**DATA LINES**
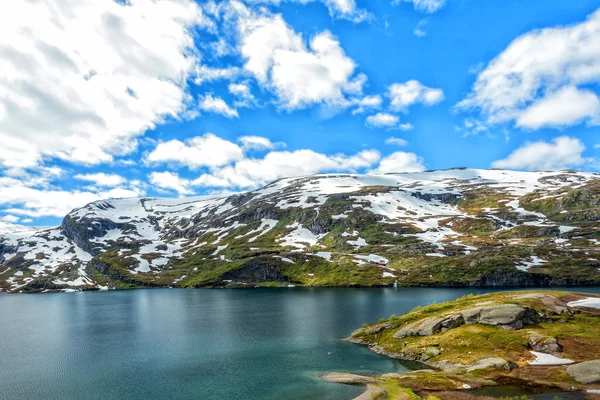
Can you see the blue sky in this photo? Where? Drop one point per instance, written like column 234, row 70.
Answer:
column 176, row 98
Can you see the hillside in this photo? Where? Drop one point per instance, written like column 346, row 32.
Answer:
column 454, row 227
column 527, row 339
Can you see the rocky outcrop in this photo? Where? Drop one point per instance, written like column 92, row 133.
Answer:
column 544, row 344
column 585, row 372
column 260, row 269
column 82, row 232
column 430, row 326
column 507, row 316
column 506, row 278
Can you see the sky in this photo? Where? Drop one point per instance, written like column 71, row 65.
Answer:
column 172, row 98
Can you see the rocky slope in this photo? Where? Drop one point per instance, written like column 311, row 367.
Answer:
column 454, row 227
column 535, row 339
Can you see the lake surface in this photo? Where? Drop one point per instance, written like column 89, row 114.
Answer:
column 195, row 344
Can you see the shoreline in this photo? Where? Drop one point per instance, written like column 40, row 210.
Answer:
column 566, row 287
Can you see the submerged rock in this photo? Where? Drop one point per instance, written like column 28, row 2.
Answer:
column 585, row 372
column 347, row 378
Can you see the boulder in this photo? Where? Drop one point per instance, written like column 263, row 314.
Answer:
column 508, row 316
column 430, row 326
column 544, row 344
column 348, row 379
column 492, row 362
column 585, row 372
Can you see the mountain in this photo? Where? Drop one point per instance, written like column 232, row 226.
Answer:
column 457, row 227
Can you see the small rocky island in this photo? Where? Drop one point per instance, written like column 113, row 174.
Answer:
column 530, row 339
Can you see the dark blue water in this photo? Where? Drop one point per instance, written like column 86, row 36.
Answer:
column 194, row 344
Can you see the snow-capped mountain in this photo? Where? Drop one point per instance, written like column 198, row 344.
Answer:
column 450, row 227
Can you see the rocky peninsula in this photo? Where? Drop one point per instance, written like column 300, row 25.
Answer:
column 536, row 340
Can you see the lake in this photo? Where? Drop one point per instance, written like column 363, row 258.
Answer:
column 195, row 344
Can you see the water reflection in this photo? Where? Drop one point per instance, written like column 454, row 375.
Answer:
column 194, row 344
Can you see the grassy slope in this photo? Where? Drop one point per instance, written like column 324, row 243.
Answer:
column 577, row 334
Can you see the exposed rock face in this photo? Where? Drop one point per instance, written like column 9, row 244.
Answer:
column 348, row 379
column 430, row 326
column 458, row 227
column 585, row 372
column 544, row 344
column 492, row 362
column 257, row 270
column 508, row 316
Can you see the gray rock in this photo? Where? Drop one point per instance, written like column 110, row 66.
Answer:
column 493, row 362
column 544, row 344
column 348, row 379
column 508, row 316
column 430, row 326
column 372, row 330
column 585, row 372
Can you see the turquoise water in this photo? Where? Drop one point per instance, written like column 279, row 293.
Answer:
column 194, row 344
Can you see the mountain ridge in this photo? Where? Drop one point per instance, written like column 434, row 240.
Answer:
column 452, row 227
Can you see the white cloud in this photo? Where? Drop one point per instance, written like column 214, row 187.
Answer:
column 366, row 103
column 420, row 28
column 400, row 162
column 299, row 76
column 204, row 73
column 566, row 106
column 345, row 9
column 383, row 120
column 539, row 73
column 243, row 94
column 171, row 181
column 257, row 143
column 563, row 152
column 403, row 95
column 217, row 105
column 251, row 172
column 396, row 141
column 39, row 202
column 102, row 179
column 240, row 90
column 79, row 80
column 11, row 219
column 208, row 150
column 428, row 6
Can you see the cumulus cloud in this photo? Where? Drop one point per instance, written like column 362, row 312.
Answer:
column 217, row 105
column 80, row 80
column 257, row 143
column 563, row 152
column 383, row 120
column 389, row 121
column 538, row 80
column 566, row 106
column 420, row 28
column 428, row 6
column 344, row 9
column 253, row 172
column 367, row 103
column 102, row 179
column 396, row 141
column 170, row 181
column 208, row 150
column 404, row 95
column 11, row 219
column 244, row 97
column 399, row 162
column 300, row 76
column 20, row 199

**GIVEN INSTRUCTION**
Please change every "photo" in the material above to "image", leaving everything else as it is and omitting the pictures.

**RESULT OF THIS EXERCISE**
Can you see the blue sky in this image? Where? Drop one point per instance, written like column 234, row 70.
Answer:
column 176, row 98
Can you see the hillside in this image? Where? Drop one point per instance, written like column 346, row 32.
Answer:
column 454, row 227
column 527, row 339
Can you see the rocky outcrop in this image? Where? Drop one point per instance, written like column 92, row 133.
Answer:
column 544, row 344
column 585, row 372
column 260, row 269
column 82, row 232
column 430, row 326
column 507, row 316
column 506, row 278
Can you see the sky in this image? Where? Drop one point per instance, written like column 71, row 65.
Answer:
column 172, row 98
Can you see the rocky slope in this image? Where? Drop one point per instance, written like column 311, row 367.
Answer:
column 454, row 227
column 535, row 339
Can you see the lake surface in this image? Where? Drop one point per instance, written like column 89, row 114.
Answer:
column 195, row 344
Can you see the shoreline in this image? Where? Drop one point per instance, written like column 40, row 210.
Answer:
column 566, row 287
Can you see the submerged rock in this image? Where? Drop one point per instance, written like column 28, row 2.
Answer:
column 585, row 372
column 347, row 378
Can you see the boulder in this image? Where? Drop one point per instance, written like column 263, row 314.
Answer:
column 508, row 316
column 430, row 326
column 544, row 344
column 348, row 379
column 492, row 362
column 585, row 372
Can you see the mountain in this image? Where? Drop one point per instance, written like column 232, row 226.
Answer:
column 457, row 227
Can you see the small rocky island in this image? Where? Drop one point per instance, written like column 113, row 174.
Answer:
column 530, row 339
Can you see the dark blue water in this image? Where? Drop one point per instance, written like column 86, row 36.
Answer:
column 194, row 344
Can you see the snow-capped mountain in this image? Where? Drop one point per instance, written like column 198, row 344.
Answer:
column 450, row 227
Can you see the rocky peninsula in this image? Where? Drop one point per instance, written like column 300, row 25.
Answer:
column 536, row 340
Can you see the lake in this image? Where? Drop one point per instance, written like column 363, row 258.
Answer:
column 195, row 344
Can you see the water reflection in this image? Where? Drop one point per instance, written like column 454, row 375.
Answer:
column 194, row 344
Can you see the grassy slope in this image? Where? Drop one point per instance, written like column 324, row 243.
Answer:
column 577, row 334
Can you see the exposed rock face in this image? Where? Drop one point per instance, written like column 9, row 244.
Answer:
column 348, row 379
column 430, row 326
column 458, row 227
column 585, row 372
column 544, row 344
column 492, row 362
column 257, row 270
column 508, row 316
Can you see the gray rock in this image? Where? Drop one point per instance, written like column 110, row 66.
Answer:
column 493, row 362
column 544, row 344
column 348, row 379
column 508, row 316
column 430, row 326
column 372, row 330
column 585, row 372
Can you see the turquoise water in this image? Where? Drop one point per instance, written like column 279, row 293.
Answer:
column 194, row 344
Can you see the mountain ridge in this image? Where? Drop one point per instance, written like column 434, row 240.
Answer:
column 452, row 227
Can you see the white cloud in this image? Where? Drop one point per instance, written like column 214, row 187.
Answer:
column 366, row 103
column 420, row 28
column 400, row 162
column 299, row 76
column 204, row 73
column 566, row 106
column 345, row 9
column 383, row 120
column 539, row 73
column 243, row 94
column 171, row 181
column 257, row 143
column 563, row 152
column 403, row 95
column 217, row 105
column 251, row 172
column 396, row 141
column 39, row 202
column 102, row 179
column 240, row 90
column 79, row 80
column 11, row 219
column 208, row 150
column 428, row 6
Can you see the cumulus cloud in this image? Where? Drop one point per instance, written like column 362, row 312.
Answer:
column 217, row 105
column 80, row 80
column 257, row 143
column 563, row 152
column 383, row 120
column 389, row 121
column 538, row 80
column 566, row 106
column 420, row 28
column 428, row 6
column 344, row 9
column 253, row 172
column 367, row 103
column 102, row 179
column 396, row 141
column 170, row 181
column 208, row 150
column 404, row 95
column 11, row 219
column 244, row 97
column 399, row 162
column 300, row 76
column 20, row 199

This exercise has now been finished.